Task prompt: Check every line of the entries that follow, and copy the ones containing "skyline".

Saved entries:
※ ※ ※
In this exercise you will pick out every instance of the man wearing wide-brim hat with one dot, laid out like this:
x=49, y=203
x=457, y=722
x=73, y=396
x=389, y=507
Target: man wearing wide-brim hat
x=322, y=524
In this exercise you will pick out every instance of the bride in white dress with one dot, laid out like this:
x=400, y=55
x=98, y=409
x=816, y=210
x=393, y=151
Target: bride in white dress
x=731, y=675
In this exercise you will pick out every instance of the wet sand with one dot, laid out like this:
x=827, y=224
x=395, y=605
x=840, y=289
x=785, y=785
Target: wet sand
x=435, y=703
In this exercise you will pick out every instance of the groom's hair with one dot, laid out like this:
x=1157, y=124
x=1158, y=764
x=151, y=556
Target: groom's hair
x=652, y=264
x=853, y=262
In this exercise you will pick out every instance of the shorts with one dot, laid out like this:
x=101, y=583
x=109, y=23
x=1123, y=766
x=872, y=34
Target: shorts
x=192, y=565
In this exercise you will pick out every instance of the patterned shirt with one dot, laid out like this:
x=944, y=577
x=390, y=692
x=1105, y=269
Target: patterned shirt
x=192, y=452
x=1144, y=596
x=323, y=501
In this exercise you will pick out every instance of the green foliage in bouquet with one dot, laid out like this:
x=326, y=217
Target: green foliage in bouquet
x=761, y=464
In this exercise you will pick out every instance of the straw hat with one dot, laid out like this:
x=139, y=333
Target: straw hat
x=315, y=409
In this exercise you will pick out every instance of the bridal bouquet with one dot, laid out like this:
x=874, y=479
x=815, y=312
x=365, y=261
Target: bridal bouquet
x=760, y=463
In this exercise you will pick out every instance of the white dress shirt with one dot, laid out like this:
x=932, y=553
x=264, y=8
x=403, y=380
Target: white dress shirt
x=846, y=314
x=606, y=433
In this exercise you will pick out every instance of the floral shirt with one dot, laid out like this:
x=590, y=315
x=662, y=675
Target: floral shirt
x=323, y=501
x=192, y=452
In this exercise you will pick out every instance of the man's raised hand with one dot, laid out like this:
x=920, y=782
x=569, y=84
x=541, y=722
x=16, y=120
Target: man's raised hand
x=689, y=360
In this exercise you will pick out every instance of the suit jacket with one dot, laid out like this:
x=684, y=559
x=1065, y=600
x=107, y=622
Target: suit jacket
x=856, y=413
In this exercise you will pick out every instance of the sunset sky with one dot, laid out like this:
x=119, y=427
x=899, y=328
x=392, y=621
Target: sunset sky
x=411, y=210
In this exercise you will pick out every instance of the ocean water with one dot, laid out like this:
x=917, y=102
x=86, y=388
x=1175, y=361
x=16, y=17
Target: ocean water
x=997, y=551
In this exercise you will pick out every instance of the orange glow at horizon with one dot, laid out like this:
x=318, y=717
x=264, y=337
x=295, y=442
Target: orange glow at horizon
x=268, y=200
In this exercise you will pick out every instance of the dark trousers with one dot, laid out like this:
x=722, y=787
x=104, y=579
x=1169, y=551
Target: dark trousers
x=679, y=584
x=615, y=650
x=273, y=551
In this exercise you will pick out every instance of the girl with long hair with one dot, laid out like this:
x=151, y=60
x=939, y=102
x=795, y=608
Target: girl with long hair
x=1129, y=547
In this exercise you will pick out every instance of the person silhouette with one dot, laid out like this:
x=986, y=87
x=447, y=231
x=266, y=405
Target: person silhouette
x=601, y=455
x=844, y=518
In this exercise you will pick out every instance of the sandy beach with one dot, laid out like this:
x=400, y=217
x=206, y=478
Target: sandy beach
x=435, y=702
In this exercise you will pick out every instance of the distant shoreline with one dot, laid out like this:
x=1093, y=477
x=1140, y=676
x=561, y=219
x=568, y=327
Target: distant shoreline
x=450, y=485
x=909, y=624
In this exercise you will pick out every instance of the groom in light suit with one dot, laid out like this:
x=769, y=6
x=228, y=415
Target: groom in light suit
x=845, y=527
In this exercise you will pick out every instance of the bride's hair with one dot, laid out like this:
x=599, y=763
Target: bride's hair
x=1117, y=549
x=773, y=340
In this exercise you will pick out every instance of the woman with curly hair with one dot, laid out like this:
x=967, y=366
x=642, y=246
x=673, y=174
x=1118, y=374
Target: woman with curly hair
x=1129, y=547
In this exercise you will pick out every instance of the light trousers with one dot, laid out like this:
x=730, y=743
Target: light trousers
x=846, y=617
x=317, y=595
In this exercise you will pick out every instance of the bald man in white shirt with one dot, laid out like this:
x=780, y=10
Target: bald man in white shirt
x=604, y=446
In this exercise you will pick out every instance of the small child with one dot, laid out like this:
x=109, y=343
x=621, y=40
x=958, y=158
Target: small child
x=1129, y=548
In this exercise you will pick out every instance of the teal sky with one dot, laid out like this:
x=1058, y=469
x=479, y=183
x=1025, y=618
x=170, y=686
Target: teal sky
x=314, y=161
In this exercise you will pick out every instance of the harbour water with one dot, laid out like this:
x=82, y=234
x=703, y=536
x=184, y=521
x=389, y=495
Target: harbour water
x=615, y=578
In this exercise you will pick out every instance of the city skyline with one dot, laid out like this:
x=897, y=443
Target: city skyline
※ ※ ※
Task answer:
In this exercise you will pick out every instance of the city skyline with one dot, laid out like this:
Target: city skyline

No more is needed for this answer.